Riscrivi solo le righe del tratto che va dalla riga contenente "I bet you can't find the cat's" fino a quella contenente "I bet you can't find the row", entrambe incluse, senza ometterne alcuna. Scala per 2 le coordinate dei riquadri nelle risposte, arrotondando all'intero con le metà per eccesso, e lascia invariati i numeri del formato di esempio.
___ Dati ___
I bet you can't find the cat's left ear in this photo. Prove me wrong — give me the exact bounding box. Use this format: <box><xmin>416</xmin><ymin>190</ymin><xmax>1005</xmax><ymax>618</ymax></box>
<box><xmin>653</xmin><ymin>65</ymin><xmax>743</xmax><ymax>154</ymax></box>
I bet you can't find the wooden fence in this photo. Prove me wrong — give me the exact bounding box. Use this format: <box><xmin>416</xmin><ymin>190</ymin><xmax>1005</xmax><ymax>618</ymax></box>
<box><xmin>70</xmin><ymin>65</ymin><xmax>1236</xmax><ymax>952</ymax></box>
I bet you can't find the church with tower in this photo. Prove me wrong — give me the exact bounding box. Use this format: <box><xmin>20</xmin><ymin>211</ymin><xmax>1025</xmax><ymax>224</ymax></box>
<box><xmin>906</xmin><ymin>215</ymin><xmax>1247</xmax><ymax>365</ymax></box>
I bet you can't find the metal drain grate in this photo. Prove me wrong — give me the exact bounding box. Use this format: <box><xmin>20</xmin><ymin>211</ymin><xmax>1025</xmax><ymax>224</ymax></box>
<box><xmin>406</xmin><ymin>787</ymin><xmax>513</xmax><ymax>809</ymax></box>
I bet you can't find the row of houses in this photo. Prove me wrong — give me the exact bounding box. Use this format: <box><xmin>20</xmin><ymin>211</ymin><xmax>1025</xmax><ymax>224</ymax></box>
___
___ Dati ___
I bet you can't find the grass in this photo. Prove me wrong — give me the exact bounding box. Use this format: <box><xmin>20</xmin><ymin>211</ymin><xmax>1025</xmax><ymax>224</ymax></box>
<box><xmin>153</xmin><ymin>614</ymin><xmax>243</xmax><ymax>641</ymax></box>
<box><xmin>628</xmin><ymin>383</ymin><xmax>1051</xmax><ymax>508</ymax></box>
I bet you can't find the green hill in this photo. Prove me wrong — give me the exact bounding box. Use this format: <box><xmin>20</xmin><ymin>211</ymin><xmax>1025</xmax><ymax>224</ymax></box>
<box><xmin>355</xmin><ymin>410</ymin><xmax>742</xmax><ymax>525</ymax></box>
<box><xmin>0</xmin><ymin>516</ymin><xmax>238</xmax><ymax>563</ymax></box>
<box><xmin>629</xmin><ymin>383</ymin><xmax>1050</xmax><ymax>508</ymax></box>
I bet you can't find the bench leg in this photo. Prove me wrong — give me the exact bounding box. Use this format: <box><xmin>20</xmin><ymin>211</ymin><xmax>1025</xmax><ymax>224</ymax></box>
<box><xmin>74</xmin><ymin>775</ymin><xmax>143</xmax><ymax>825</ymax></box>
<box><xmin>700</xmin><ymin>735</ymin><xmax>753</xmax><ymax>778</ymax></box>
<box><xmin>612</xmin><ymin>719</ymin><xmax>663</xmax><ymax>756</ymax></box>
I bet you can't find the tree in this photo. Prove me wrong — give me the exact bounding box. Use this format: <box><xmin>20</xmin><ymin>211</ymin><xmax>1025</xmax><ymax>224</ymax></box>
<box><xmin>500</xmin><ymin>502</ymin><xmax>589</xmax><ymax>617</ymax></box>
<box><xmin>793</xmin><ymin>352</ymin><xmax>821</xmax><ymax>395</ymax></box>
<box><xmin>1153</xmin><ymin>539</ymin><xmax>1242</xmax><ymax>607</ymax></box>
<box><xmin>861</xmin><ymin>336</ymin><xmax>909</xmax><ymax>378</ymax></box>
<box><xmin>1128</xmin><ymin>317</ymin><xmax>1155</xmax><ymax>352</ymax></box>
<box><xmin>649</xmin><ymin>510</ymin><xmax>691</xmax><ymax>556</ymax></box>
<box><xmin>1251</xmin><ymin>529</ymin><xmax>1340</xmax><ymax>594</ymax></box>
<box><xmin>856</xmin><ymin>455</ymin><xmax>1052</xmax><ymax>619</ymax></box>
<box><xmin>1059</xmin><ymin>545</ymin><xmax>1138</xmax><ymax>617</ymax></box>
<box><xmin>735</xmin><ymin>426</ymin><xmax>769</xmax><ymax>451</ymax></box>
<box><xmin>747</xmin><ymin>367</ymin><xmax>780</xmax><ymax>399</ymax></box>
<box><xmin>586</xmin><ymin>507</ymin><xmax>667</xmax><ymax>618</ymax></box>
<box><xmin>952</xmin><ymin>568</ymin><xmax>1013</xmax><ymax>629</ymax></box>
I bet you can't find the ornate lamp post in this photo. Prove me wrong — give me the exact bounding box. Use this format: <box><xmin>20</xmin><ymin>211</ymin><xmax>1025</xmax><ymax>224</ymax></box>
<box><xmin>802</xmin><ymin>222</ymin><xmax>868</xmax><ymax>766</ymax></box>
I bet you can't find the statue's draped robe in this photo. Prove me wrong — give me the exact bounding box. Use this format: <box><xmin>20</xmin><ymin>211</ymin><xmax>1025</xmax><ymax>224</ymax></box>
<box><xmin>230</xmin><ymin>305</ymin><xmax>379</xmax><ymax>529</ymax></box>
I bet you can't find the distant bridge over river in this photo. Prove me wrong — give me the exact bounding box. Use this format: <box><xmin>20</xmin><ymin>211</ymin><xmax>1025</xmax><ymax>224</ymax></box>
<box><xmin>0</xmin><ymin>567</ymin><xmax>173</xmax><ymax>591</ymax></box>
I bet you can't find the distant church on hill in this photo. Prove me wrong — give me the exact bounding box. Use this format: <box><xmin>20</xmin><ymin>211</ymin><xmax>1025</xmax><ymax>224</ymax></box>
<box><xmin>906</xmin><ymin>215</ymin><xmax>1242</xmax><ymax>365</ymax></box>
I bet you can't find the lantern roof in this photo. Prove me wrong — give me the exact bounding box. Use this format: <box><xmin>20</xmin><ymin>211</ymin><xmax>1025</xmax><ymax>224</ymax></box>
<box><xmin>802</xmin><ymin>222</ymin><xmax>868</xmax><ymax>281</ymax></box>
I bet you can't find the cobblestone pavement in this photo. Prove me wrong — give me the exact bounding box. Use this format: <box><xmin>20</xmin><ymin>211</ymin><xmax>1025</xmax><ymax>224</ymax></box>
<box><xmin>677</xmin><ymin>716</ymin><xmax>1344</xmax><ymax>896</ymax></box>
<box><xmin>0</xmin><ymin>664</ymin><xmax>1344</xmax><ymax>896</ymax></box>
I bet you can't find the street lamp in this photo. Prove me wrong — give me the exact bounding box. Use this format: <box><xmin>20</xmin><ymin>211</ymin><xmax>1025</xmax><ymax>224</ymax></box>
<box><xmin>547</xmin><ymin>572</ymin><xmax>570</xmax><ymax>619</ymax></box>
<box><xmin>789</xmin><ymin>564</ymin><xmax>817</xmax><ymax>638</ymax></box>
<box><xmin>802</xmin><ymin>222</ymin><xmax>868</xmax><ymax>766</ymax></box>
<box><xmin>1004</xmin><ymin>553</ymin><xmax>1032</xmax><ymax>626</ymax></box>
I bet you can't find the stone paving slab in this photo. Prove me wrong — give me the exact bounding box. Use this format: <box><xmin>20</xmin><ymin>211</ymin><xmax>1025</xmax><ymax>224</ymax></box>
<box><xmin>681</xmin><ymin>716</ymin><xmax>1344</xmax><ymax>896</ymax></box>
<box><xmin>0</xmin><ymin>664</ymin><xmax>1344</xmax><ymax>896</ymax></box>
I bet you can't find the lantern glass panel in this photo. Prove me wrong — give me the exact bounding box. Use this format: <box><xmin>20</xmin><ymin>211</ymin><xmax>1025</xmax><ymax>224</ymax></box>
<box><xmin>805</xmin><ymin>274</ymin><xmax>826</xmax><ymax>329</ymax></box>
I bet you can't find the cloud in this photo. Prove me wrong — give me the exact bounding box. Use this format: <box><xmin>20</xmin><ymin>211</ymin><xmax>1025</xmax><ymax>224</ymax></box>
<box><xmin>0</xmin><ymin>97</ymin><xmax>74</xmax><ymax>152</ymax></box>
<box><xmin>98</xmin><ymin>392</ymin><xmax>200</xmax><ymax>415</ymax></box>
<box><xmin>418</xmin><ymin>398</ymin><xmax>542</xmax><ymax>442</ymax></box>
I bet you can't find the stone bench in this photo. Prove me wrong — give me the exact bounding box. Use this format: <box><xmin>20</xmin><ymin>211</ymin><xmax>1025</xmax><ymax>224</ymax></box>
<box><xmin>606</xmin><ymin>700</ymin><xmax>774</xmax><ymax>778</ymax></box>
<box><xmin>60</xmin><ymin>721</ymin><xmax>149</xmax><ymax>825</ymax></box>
___
* Risultato esercizio *
I bet you can't find the cat's left ear in this photo. Prove me wrong — give me the exact bounding box. Use this format: <box><xmin>416</xmin><ymin>190</ymin><xmax>1005</xmax><ymax>618</ymax></box>
<box><xmin>1306</xmin><ymin>130</ymin><xmax>1486</xmax><ymax>308</ymax></box>
I bet you can't find the wooden fence in this photo. Prove me wrong — give me the exact bounding box. Use this format: <box><xmin>416</xmin><ymin>190</ymin><xmax>1005</xmax><ymax>618</ymax></box>
<box><xmin>140</xmin><ymin>130</ymin><xmax>2472</xmax><ymax>1904</ymax></box>
I bet you can't find the church with tower in this photo. Prove me wrong — give me the exact bounding box. Use this format: <box><xmin>20</xmin><ymin>211</ymin><xmax>1025</xmax><ymax>224</ymax></box>
<box><xmin>1812</xmin><ymin>430</ymin><xmax>2494</xmax><ymax>730</ymax></box>
I bet you can't find the metal drain grate in this photo. Prove me wrong — give me the exact bounding box. Use this format: <box><xmin>20</xmin><ymin>211</ymin><xmax>1025</xmax><ymax>224</ymax></box>
<box><xmin>812</xmin><ymin>1574</ymin><xmax>1026</xmax><ymax>1618</ymax></box>
I bet you can't find the row of houses in this photo. Prove me wrong — give me the exact bounding box. Use this format: <box><xmin>20</xmin><ymin>211</ymin><xmax>1025</xmax><ymax>224</ymax></box>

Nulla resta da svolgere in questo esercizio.